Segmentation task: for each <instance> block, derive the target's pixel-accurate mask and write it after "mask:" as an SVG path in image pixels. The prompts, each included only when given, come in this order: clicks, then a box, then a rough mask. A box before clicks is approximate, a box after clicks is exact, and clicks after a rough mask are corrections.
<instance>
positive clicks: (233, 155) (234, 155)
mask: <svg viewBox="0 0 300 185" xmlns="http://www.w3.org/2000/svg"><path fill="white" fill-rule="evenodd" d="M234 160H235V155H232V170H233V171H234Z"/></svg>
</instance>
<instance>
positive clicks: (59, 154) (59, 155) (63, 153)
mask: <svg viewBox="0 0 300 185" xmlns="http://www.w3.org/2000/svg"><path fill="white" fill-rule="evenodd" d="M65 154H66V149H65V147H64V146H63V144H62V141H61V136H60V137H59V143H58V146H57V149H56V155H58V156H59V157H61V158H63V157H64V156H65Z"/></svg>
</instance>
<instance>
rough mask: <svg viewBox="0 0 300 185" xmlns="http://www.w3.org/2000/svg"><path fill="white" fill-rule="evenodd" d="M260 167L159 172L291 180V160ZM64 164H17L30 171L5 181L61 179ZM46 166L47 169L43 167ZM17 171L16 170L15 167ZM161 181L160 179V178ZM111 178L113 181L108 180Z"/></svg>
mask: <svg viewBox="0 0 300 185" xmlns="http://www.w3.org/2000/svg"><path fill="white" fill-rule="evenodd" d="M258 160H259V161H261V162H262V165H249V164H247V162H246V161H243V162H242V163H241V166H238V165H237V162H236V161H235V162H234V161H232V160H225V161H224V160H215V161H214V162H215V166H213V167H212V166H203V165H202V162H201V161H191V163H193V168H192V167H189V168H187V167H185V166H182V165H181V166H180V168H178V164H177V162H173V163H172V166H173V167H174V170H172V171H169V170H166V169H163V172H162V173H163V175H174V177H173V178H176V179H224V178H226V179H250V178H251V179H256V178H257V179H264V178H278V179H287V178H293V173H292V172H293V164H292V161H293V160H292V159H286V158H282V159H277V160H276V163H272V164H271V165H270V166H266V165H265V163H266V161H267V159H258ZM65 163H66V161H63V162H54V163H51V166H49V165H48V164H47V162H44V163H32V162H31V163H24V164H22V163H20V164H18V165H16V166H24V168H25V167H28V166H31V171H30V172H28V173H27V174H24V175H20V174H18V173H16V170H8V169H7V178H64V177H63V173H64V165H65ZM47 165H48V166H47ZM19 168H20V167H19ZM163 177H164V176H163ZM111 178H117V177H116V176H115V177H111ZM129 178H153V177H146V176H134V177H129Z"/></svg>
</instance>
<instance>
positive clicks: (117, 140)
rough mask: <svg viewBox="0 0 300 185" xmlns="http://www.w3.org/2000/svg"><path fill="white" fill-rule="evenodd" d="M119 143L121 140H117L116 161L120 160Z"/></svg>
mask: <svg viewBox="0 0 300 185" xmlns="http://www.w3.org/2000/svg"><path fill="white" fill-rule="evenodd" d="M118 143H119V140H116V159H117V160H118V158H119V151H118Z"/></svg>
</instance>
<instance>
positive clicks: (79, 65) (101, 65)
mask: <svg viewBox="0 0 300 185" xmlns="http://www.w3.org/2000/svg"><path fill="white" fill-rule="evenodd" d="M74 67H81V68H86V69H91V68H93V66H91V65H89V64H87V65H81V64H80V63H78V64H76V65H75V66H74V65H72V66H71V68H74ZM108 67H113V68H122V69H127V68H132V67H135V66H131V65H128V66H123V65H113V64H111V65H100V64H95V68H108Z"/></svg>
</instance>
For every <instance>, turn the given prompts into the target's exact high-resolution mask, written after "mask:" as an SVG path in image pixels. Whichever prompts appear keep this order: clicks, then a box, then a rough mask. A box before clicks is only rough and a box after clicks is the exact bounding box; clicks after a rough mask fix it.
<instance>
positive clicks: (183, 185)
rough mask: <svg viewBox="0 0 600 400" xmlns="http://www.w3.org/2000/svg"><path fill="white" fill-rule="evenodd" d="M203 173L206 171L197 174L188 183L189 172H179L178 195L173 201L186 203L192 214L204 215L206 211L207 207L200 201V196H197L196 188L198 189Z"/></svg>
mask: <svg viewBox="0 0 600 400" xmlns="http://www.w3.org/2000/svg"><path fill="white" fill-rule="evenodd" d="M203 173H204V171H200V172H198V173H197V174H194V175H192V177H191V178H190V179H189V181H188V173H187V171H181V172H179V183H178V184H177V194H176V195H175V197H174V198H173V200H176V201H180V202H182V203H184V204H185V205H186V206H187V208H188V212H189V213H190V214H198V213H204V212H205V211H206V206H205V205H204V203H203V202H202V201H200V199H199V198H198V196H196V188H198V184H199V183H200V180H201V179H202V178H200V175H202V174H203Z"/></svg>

========================

Output all of the records above exactly as they appear.

▸ ANSWER SPACE:
Segmentation task: for each <instance> block, derive the target's pixel-accurate mask and write it after "mask:" as an SVG path in image pixels. The prompts, each included only when given, come in this order: clicks, then a box, then a rough mask. A box before clicks is approximate, a box after clicks is exact, and clicks after a rough mask are corrections.
<instance>
positive clicks: (233, 155) (234, 155)
mask: <svg viewBox="0 0 300 185" xmlns="http://www.w3.org/2000/svg"><path fill="white" fill-rule="evenodd" d="M234 160H235V155H232V170H233V171H234Z"/></svg>
</instance>
<instance>
positive clicks: (59, 154) (59, 155) (63, 153)
mask: <svg viewBox="0 0 300 185" xmlns="http://www.w3.org/2000/svg"><path fill="white" fill-rule="evenodd" d="M65 154H66V149H65V147H64V146H63V144H62V141H61V136H60V137H59V143H58V146H57V149H56V155H58V156H59V157H61V158H63V157H64V156H65Z"/></svg>
</instance>
<instance>
rough mask: <svg viewBox="0 0 300 185" xmlns="http://www.w3.org/2000/svg"><path fill="white" fill-rule="evenodd" d="M260 167L159 172L291 180V160ZM64 164H17L30 171L5 181L61 179ZM46 166L47 169L43 167ZM17 171L16 170L15 167ZM161 181L160 179V178ZM111 178L113 181L108 180Z"/></svg>
mask: <svg viewBox="0 0 300 185" xmlns="http://www.w3.org/2000/svg"><path fill="white" fill-rule="evenodd" d="M258 160H259V161H261V162H262V165H249V164H247V162H246V161H243V162H242V163H241V166H238V165H237V162H236V161H235V162H234V161H232V160H225V161H224V160H215V161H214V162H215V166H213V167H212V166H203V165H202V162H201V161H191V163H193V168H192V167H189V168H187V167H185V166H182V165H181V166H180V168H178V164H177V162H173V163H172V166H173V167H174V170H172V171H169V170H166V169H163V172H162V173H163V175H174V177H173V178H176V179H224V178H226V179H250V178H251V179H256V178H257V179H264V178H278V179H287V178H293V173H292V172H293V164H292V161H293V160H292V159H286V158H282V159H277V160H276V163H272V164H271V165H270V166H266V165H265V163H266V161H267V159H258ZM65 163H66V161H63V162H54V163H51V166H49V165H48V164H47V162H44V163H32V162H31V163H24V164H22V163H20V164H18V165H16V166H24V168H25V167H28V166H31V171H30V172H28V173H27V174H24V175H20V174H18V173H16V170H8V169H7V178H64V177H63V173H64V165H65ZM47 165H48V166H47ZM19 168H20V167H19ZM163 177H164V176H163ZM111 178H117V177H116V176H115V177H111ZM129 178H153V177H146V176H134V177H129Z"/></svg>
</instance>
<instance>
positive clicks: (117, 140)
rough mask: <svg viewBox="0 0 300 185" xmlns="http://www.w3.org/2000/svg"><path fill="white" fill-rule="evenodd" d="M119 143L121 140H117L116 161L120 160Z"/></svg>
mask: <svg viewBox="0 0 300 185" xmlns="http://www.w3.org/2000/svg"><path fill="white" fill-rule="evenodd" d="M118 143H119V140H116V159H117V160H118V158H119V151H118Z"/></svg>
</instance>
<instance>
positive clicks: (79, 65) (101, 65)
mask: <svg viewBox="0 0 300 185" xmlns="http://www.w3.org/2000/svg"><path fill="white" fill-rule="evenodd" d="M74 67H81V68H86V69H91V68H93V66H91V65H89V64H87V65H81V64H80V63H78V64H76V65H75V66H74V65H72V66H71V68H74ZM108 67H113V68H122V69H127V68H132V67H135V66H131V65H128V66H123V65H113V64H111V65H100V64H95V68H108Z"/></svg>
</instance>
For every <instance>, turn the given prompts into the target's exact high-resolution mask, written after "mask:" as an SVG path in image pixels. Whichever prompts appear keep this order: clicks, then a box, then a rough mask. A box before clicks is only rough and a box after clicks is the exact bounding box; clicks after a rough mask fix it.
<instance>
positive clicks: (183, 185)
rough mask: <svg viewBox="0 0 600 400" xmlns="http://www.w3.org/2000/svg"><path fill="white" fill-rule="evenodd" d="M203 173L206 171L197 174L188 183L189 172H179L178 195L173 201L186 203L192 214L204 215L206 211L207 207L200 201V196H197L196 188L198 189Z"/></svg>
mask: <svg viewBox="0 0 600 400" xmlns="http://www.w3.org/2000/svg"><path fill="white" fill-rule="evenodd" d="M203 173H204V171H200V172H198V173H197V174H194V175H192V177H191V178H190V179H189V181H188V173H187V171H181V172H179V183H178V184H177V194H176V195H175V197H174V198H173V200H176V201H180V202H182V203H184V204H185V205H186V206H187V208H188V212H189V213H190V214H198V213H204V212H205V211H206V206H205V205H204V203H203V202H202V201H200V199H199V198H198V196H196V188H198V184H199V183H200V180H201V179H202V178H200V175H202V174H203Z"/></svg>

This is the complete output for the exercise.